### WHAT YOU ARE ASKED TO DO
The lines to repeat are those below from the one containing "Spot the hanging" down to the one containing "Target: dried foliage", both included; reproduce them exactly and nothing else.

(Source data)

☆ ☆ ☆ ☆ ☆

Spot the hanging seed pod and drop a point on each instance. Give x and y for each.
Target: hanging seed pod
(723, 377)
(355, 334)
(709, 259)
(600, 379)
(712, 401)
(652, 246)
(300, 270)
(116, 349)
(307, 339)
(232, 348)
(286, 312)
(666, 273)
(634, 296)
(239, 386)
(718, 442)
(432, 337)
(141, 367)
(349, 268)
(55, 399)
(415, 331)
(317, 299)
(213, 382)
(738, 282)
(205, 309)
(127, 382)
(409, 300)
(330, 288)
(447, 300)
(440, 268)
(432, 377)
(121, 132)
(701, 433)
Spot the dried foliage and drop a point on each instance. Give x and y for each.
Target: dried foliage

☆ ☆ ☆ ☆ ☆

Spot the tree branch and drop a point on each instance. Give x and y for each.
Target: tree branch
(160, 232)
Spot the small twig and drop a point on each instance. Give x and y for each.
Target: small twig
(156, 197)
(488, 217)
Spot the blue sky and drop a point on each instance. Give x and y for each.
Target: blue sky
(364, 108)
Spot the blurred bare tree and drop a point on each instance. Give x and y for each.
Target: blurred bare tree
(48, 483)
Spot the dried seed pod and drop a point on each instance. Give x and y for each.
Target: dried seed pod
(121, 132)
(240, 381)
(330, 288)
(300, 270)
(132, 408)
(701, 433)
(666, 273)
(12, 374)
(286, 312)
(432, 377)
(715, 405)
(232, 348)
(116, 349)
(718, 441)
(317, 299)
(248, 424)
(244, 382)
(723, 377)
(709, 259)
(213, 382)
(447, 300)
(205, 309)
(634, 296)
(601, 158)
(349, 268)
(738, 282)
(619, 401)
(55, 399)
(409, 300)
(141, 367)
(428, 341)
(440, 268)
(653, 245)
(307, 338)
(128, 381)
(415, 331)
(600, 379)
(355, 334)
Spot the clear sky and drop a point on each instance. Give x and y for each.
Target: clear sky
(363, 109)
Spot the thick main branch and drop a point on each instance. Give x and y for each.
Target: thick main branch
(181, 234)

☆ ☆ ☆ ☆ ☆

### FINISHED EXERCISE
Spot the hanging seed pod and drop a point on each instance. Give x and y for each.
Target: hanging seed pod
(723, 377)
(355, 334)
(709, 259)
(600, 379)
(712, 401)
(652, 246)
(300, 270)
(116, 349)
(307, 339)
(232, 348)
(286, 312)
(666, 273)
(634, 296)
(239, 386)
(718, 442)
(432, 337)
(141, 367)
(349, 268)
(55, 399)
(415, 331)
(317, 299)
(213, 382)
(738, 282)
(205, 309)
(127, 382)
(409, 300)
(330, 288)
(447, 300)
(440, 268)
(432, 377)
(121, 132)
(701, 433)
Spot the dried foliage and drop a point on each instance. Give x and y for each.
Target: dried foliage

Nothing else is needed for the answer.